- _Testo estratto_

Il quadro presenta la figura di una bambina pallidissima e dai capelli rossi, sdraiata sul letto con molti cuscini bianchi dietro la schiena. Accanto a lei una donna, la zia, è come ripiegata su sé stessa mentre le tiene la mano, quasi a volerla trattenere. La scena provoca una profonda commozione all’osservatore; Munch aveva questa immagine ben impressa nella sua memoria e colpisce l’accanimento con cui ha dipinto l’opera: l’artista voleva esprimere un senso di rabbia e di impotenza, nato dall’incapacità di trattenere chi si ama e che si perde per sempre.
“Non dipingo quello che vedo, ma quello che ho visto”.
La bambina malata porta i segni della sofferenza di Munch che affermava: “Credo che nessun pittore abbia vissuto il suo tema fino all’ultimo grido di dolore come me quando ho dipinto la bambina malata […] Non ero solo su quella sedia mentre dipingevo, erano seduti con me tutti i miei cari, che su quella sedia, a cominciare da mia madre, inverno dopo inverno, si struggevano nel desiderio del sole, finché la morte venne a prenderli”.
Munch iniziò a dedicarsi interamente alla pittura a soli diciassette anni. Nel 1885 si recò per la prima volta a Parigi, dove rimase colpito dalle opere di Édouard Manet e degli Impressionisti. Inoltre fu influenzato da pittori come Henri de Toulouse-Lautrec, Vincent Van Gogh e Paul Gauguin.
Il ritratto della sorella Inger sulla spiaggia è l'opera con cui inizia a definire la sua identità artistica.
Tra il 1889 e il 1892, soggiornò stabilmente in Francia dove fu suggestionato soprattutto dalla bellezza dell’arte di Van Gogh anche per le drammatiche esperienze personali.
“Per diversi anni fui quasi pazzo, poi trovai me stesso fissando dritto nella spaventosa faccia della follia”.
Lasciata la Francia si trasferì a Berlino, dove nel 1892 una sua mostra-scandalo fu definita “un insulto all’arte” e provocò reazioni così violente nel pubblico che le autorità ne ordinarono la chiusura. Munch incarnò da quel momento la figura dell’artista ribelle e dannato.
“L’arte si nutre del sangue dell’artista”.
Con i suoi quadri Munch esprimeva il sentimento tragico della vita, era il pittore dell’ansia e dell’angoscia, temi che lo accostarono alla filosofia di Søren Kierkegaard, il quale trema di fronte all’esistenza, e in seguito alla figura di Friedrich Nietzsche, di cui il pittore norvegese realizza un ritratto.
Le sue opere, cariche di pessimismo e di erotismo manifestavano un senso di dolore e di difficoltà di vivere, di morte e terrore attraverso colori densi e spettrali.
“Io avverto un profondo senso di malessere, che non saprei descrivere a parole, ma che invece so benissimo disegnare”.

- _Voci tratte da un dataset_
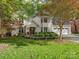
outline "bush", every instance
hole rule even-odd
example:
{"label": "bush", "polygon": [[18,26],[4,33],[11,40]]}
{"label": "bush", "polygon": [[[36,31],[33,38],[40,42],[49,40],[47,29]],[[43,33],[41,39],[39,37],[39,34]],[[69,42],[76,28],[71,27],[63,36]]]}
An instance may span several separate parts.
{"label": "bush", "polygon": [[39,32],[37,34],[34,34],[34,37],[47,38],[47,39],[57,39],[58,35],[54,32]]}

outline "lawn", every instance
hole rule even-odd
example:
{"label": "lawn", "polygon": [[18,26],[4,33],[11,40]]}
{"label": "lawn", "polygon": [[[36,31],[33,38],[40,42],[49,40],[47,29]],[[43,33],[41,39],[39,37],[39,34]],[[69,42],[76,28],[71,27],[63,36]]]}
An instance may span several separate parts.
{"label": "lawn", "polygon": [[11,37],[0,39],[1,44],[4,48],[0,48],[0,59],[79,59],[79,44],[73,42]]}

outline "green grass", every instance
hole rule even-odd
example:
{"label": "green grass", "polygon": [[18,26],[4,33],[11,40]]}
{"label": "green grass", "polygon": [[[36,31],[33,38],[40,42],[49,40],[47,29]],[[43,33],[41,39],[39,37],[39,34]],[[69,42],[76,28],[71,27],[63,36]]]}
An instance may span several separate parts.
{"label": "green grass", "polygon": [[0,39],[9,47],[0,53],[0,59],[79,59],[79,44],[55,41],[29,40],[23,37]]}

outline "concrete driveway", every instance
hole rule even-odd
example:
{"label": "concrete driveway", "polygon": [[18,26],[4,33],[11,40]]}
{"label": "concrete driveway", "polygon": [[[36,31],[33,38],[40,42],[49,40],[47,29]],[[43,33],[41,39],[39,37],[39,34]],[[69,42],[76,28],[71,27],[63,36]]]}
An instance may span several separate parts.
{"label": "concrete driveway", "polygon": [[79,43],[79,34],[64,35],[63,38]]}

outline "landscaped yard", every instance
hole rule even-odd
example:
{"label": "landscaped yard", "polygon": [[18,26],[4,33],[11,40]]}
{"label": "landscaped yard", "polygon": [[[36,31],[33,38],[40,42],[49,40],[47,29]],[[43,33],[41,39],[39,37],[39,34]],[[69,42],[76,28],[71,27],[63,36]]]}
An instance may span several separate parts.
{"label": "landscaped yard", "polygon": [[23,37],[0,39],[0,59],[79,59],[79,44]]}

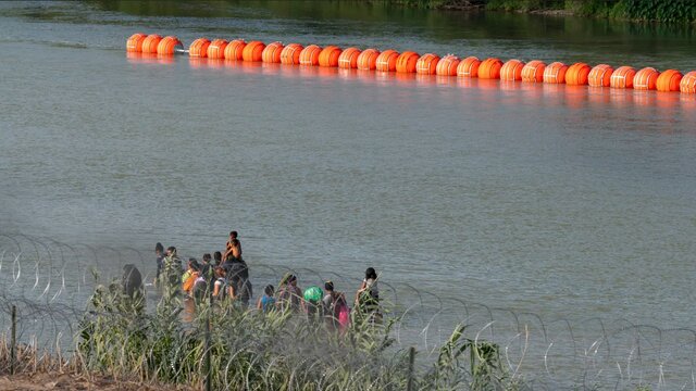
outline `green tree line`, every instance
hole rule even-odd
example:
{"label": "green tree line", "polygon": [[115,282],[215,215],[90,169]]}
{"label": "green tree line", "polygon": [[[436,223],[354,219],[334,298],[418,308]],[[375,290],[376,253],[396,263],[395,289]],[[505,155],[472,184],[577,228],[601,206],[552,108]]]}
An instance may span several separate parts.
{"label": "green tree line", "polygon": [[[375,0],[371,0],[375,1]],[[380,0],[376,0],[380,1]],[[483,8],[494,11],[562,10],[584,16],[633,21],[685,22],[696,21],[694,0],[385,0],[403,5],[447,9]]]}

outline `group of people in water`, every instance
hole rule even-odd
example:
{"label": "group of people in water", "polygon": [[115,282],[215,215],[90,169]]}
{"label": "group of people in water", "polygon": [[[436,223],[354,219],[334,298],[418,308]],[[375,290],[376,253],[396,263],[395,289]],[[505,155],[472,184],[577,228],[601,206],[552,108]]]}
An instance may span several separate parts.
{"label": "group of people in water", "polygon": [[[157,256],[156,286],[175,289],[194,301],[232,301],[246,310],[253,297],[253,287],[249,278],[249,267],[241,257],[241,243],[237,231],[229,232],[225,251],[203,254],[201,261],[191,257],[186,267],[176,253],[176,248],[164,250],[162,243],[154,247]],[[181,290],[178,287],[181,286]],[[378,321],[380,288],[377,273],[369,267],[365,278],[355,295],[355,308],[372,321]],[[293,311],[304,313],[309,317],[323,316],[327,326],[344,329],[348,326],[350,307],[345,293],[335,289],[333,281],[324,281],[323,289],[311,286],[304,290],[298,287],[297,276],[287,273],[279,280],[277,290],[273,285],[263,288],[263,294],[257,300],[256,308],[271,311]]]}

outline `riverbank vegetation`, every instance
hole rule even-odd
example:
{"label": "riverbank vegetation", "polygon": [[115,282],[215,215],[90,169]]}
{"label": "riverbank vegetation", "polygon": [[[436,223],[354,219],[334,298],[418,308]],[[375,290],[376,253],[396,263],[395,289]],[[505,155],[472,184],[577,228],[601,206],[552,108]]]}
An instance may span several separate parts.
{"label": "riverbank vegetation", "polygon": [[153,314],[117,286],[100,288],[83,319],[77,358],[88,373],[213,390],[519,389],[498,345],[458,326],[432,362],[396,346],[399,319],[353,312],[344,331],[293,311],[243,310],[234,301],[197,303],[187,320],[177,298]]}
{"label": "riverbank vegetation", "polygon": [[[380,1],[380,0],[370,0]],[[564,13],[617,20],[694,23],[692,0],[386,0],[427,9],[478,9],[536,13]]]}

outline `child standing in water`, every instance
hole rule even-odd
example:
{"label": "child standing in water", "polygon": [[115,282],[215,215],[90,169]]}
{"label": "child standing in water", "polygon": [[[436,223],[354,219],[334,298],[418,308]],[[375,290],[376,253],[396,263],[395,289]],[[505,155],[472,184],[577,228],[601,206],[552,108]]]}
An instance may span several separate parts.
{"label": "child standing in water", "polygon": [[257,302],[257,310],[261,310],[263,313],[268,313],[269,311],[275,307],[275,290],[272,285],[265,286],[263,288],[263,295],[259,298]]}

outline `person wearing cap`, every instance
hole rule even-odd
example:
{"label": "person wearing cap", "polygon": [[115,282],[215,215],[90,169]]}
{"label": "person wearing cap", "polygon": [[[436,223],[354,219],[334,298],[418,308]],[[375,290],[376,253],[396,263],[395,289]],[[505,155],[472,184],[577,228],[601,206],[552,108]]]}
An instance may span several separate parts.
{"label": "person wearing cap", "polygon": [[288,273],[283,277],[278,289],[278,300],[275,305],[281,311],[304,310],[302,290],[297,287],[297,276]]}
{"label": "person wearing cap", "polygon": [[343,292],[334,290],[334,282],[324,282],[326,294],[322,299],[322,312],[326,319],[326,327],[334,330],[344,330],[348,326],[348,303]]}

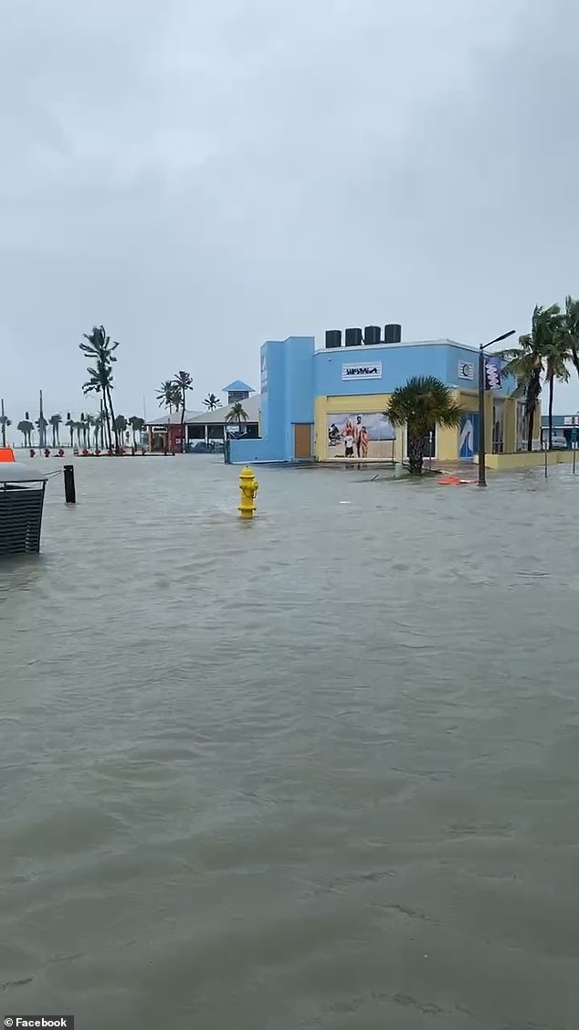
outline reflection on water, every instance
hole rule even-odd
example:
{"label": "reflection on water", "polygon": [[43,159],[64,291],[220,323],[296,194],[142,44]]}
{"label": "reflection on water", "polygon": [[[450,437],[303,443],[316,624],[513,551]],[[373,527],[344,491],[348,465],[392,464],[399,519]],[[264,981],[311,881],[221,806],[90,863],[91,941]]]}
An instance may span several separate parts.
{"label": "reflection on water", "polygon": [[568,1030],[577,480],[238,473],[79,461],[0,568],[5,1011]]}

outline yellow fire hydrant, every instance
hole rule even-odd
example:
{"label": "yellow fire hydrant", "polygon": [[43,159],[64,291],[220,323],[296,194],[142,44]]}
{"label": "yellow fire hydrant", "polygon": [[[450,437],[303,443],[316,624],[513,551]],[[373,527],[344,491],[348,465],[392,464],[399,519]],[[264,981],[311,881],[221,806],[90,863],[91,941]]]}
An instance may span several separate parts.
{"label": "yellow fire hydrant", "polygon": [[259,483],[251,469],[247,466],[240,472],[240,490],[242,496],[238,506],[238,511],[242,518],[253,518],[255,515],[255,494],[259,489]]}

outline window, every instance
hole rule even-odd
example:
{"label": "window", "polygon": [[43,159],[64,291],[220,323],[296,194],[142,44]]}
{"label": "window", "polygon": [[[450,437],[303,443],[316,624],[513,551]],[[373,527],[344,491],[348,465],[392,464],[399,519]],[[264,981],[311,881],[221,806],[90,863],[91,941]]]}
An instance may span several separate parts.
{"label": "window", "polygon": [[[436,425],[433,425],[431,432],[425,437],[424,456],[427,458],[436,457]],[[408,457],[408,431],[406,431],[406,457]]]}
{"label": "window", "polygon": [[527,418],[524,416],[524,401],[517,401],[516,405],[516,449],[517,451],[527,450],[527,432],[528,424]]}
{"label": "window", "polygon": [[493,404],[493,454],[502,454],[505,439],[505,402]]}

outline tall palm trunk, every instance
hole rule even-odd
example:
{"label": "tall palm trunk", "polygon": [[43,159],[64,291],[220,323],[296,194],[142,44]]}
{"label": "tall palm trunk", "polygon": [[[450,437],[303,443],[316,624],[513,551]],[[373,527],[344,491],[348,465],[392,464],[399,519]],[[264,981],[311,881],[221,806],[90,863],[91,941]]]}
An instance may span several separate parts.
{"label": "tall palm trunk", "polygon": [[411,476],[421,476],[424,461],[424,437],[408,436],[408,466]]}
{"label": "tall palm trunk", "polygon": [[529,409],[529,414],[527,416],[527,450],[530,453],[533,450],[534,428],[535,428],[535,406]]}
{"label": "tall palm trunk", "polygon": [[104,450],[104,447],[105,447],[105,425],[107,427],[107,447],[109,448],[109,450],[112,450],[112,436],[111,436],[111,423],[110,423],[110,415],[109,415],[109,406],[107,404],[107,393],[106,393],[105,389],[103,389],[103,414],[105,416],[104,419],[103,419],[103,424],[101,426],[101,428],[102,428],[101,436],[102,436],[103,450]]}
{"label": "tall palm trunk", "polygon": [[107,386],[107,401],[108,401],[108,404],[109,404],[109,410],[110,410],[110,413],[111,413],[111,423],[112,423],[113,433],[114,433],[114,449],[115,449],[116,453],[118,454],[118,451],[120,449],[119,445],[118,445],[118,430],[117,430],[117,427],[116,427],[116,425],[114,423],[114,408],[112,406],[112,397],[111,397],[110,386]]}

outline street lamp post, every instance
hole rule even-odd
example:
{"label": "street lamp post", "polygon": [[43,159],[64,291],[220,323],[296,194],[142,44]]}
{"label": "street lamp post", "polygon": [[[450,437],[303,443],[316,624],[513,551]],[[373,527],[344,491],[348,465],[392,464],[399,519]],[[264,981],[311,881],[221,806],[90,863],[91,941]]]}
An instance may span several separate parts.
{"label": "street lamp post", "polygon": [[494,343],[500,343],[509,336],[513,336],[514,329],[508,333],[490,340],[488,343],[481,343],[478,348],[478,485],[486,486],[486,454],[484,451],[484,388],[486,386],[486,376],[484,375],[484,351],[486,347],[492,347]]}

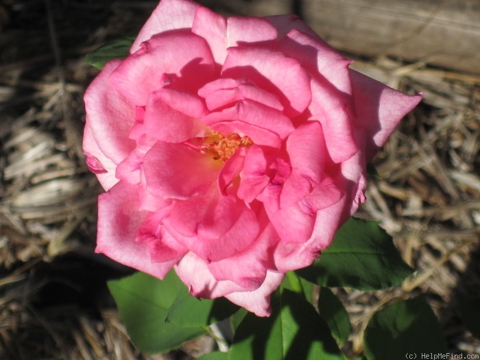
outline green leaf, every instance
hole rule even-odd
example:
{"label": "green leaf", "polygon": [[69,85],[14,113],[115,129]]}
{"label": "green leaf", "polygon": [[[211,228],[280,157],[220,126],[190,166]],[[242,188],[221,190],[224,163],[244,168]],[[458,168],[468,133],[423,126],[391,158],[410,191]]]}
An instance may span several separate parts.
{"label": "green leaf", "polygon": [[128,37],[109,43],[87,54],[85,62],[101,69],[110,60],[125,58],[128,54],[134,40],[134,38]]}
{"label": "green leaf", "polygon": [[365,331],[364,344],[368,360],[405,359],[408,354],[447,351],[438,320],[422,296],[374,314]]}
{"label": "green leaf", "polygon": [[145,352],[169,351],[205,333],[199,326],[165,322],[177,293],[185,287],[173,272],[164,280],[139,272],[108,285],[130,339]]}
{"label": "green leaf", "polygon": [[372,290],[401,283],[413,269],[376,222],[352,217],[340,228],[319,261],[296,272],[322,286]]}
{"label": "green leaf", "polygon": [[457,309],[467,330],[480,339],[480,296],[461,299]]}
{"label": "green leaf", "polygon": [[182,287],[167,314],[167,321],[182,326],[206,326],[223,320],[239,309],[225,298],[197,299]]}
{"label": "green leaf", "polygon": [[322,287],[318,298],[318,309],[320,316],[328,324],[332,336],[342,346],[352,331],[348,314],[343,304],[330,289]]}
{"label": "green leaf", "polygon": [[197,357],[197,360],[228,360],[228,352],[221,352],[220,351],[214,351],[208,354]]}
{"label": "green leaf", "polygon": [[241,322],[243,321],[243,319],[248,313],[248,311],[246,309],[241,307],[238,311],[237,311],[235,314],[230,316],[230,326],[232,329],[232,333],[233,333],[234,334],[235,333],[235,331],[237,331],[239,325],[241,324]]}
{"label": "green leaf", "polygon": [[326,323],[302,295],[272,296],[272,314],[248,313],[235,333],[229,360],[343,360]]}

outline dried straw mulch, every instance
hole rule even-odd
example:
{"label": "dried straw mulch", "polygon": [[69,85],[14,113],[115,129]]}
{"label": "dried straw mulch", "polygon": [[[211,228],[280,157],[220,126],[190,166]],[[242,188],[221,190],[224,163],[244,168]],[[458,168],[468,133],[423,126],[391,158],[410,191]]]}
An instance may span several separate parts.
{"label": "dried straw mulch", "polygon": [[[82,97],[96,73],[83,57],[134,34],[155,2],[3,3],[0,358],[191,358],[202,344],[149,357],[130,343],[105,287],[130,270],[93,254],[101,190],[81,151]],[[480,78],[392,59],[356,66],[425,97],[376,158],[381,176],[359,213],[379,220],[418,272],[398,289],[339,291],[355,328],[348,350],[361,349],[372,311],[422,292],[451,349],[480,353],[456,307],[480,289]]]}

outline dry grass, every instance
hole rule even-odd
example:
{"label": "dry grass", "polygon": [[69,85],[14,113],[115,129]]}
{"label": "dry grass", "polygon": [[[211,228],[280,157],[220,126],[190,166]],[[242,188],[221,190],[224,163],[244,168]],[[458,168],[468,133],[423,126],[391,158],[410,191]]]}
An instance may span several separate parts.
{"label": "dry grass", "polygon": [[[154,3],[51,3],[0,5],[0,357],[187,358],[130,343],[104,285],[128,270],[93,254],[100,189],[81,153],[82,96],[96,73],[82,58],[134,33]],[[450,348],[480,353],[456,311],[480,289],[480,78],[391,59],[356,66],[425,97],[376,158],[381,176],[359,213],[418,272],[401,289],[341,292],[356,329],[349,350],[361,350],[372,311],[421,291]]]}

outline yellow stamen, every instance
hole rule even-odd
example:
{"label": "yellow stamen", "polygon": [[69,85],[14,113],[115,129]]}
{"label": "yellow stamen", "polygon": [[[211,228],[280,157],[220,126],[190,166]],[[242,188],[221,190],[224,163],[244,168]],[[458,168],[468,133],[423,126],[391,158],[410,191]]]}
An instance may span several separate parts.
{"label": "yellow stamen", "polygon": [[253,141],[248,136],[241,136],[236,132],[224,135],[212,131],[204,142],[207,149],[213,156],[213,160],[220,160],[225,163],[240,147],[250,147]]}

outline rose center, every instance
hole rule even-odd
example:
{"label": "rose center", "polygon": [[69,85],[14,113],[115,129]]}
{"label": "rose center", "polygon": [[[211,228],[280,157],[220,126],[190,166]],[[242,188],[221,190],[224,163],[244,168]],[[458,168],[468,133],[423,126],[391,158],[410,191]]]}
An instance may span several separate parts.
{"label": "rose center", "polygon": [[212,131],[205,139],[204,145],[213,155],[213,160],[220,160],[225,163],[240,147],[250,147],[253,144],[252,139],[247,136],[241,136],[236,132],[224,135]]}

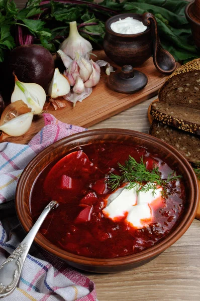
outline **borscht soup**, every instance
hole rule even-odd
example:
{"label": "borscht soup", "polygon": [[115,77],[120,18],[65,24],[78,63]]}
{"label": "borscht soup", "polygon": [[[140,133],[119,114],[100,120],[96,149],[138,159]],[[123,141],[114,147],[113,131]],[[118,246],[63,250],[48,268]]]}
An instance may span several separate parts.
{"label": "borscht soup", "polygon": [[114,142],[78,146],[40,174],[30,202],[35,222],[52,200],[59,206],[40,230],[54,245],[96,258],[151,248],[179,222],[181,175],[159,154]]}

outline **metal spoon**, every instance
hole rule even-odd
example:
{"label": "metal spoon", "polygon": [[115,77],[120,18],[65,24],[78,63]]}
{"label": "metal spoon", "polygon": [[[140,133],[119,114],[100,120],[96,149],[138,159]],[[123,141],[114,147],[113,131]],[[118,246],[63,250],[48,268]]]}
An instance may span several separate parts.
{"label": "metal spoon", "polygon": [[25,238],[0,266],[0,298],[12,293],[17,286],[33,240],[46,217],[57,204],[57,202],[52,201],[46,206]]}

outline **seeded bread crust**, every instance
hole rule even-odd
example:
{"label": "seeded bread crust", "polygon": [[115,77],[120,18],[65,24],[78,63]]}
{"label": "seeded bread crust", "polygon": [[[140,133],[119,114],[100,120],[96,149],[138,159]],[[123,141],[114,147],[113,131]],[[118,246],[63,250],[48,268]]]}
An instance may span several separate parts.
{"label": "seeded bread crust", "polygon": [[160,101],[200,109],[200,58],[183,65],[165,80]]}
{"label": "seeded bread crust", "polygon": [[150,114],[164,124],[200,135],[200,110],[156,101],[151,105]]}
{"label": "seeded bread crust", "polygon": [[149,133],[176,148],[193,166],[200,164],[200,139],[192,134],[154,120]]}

- _Richiesta A_
Rispondi a queste domande sul testo su Munch:
(i) In che anno Munch si recò per la prima volta a Parigi?
(ii) In quale città una sua mostra fu definita "un insulto all'arte"?
(iii) A che età iniziò a dedicarsi interamente alla pittura?
- _Richiesta B_
Aggiorna il passo del testo su Munch compreso tra "Il quadro presenta" e "perde per sempre.", estremi inclusi, mettendo "cuscini azzurri" al posto di "cuscini bianchi".
- _Richiesta C_
Porta avanti il testo su Munch dopo la sua ultima frase.
Il materiale non è necessario per svolgere i compiti.

- _Risposta A_
(i) Nel 1885.
(ii) A Berlino.
(iii) A diciassette anni.

- _Risposta B_
Il quadro presenta la figura di una bambina pallidissima e dai capelli rossi, sdraiata sul letto con molti cuscini azzurri dietro la schiena. Accanto a lei una donna, la zia, è come ripiegata su sé stessa mentre le tiene la mano, quasi a volerla trattenere. La scena provoca una profonda commozione all’osservatore; Munch aveva questa immagine ben impressa nella sua memoria e colpisce l’accanimento con cui ha dipinto l’opera: l’artista voleva esprimere un senso di rabbia e di impotenza, nato dall’incapacità di trattenere chi si ama e che si perde per sempre.

- _Risposta C_
Questo stato d’animo tormentato lo accosta appunto alla figura del danese Kierkegaard che in quegli anni aveva cambiato per sempre la storia della filosofia ponendosi come il padre dell’esistenzialismo, corrente filosofica del Novecento. Con i suoi dipinti Munch raffigura ciò che provava e viveva Kierkegaard, inoltre vi sono molto legami biografici tra i due. Scrisse il pittore nel suo diario: “La mia arte ha le sue radici nelle riflessioni sul perché non sono uguale agli altri, sul perché ci fu una maledizione sulla mia culla, sul perché sono stato gettato nel mondo senza poter scegliere”. Annotava invece Kierkegaard: “Fin dall’infanzia sono preda della forza di un’orribile malinconia, la cui profondità trova la sua vera espressione nella corrispondente capacità di nasconderla sotto apparente serenità e voglia di vivere”.
Per tutta la vita condussero un’esistenza inquieta e in bilico sull’orlo di un abisso che provocò a tutti e due il fallimento delle loro uniche storie d’amore e la conseguente amara delusione; con Tulla Larsen per Munch e con Regina Olsen per Kierkegaard.
L'amore è nella vita e nell'arte di Munch un sentimento travagliato che porta sofferenza e del quale, però, non si può fare a meno. Amare una donna significa soffrire; sono rari i momenti sereni nella sua relazione, così come pochi i dipinti in cui il suo legame con la figura femminile appare tranquillo e privo di dolore. Solo uno sguardo poco attento vede nel dipinto Il bacio un momento amoroso felice; la coppia si stringe infatti in un abbraccio fugace, quasi scappando da qualcosa di doloroso che è la realtà, rappresentata minacciosa dalla grande finestra alle spalle del pittore. I due non si scambiano vero affetto, ma ricercano un conforto che sanno di non poter mai trovare; nonostante l'unione, infatti, questi due soggetti appaiono drammaticamente soli.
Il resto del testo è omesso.